Page excerpt
+ + + + +
Boost logo

Boost :

Subject: Re: [boost] proposed new library "histogram"
From: Hans Dembinski (hans.dembinski_at_[hidden])
Date: 2016-05-05 18:47:44


Hi Thijs,

On 5/5/16 4:36 PM, Thijs van den Berg wrote:
> Hi Hans,
>
> Interesting ideas.
> I have some algorithmic questions: I'd like to learn about the details
> behind the "just works" friendly objective so that I can decide if it will
> work for me -or not-, and under what circumstances. One reason I sometimes
> pick C++ instead of Python is because of performance, especially when I
> need to handle large datasets. In those cases the details often matter. So,
> if I was going to consider using it, it would be helpful to see performance
> metrics -e.g. compared to some naive alternative-.
I have a simple benchmark comparison against three classes in the ROOT
framework comparing the performance on 1-dimensional, 3-dimensional, and
6-dimensional data. I will add the performance results to the
documentation. I tested the benchmark on two different computers and got
qualitatively different results, so I cannot draw a general conclusion.
The speed is roughly similar. If you like to try for yourself, you could
check out the code and activate the CMake option BUILD_CHECKS, then run
the executable "nhistogram_speed" generated in the build directory.

I could and probably should also do a comparison against numpy.histogram.
If you have a particular kind of benchmark in mind, let me know, perhaps
I can implement it.

It is probably impossible to beat a specialized histogram type made
exclusively for 1d-data and a particular binning strategy, because a
dynamic solution like mine has additional overhead related to the
ability to define the binning algorithm and the number of dimensions at
run-time. Maybe an expert on this community sees a way to make it faster.

That being said, the performance gap is not big and which was explicitly
one of the design goals. I think that in most cases more CPU cycles are
spend to generate/read the data that is to be filled into the histogram
than used by histogram itself during the binning and counting.

> I've read that you computes variance: can that computation be
> switched-on/off (e.g. I might not need it)? Also, there are various online
> (single pass, weighted) variance algorithms: some a stable, other not.
+ + + + +
Raw data
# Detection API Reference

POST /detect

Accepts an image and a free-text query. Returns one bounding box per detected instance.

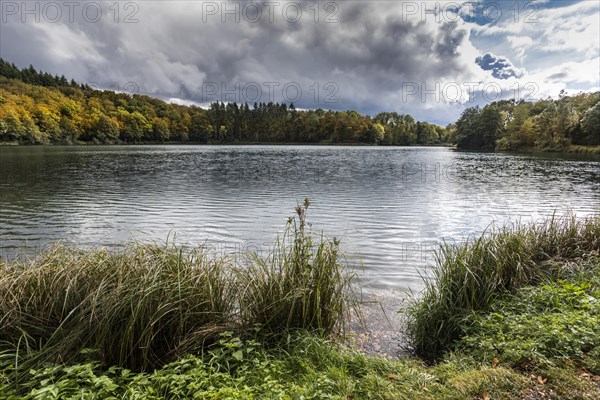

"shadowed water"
+ + + + +
Work instructions
- A) According to the histogram message, which CMake option has to be activated before running the speed benchmark executable?
- B) Rewrite the histogram message from "That being said, the" to "binning and counting.", inclusive, swapping "performance gap" for "speed difference".

Results in order
- A) BUILD_CHECKS

- B)
That being said, the speed difference is not big and which was explicitly
one of the design goals. I think that in most cases more CPU cycles are
spend to generate/read the data that is to be filled into the histogram
than used by histogram itself during the binning and counting.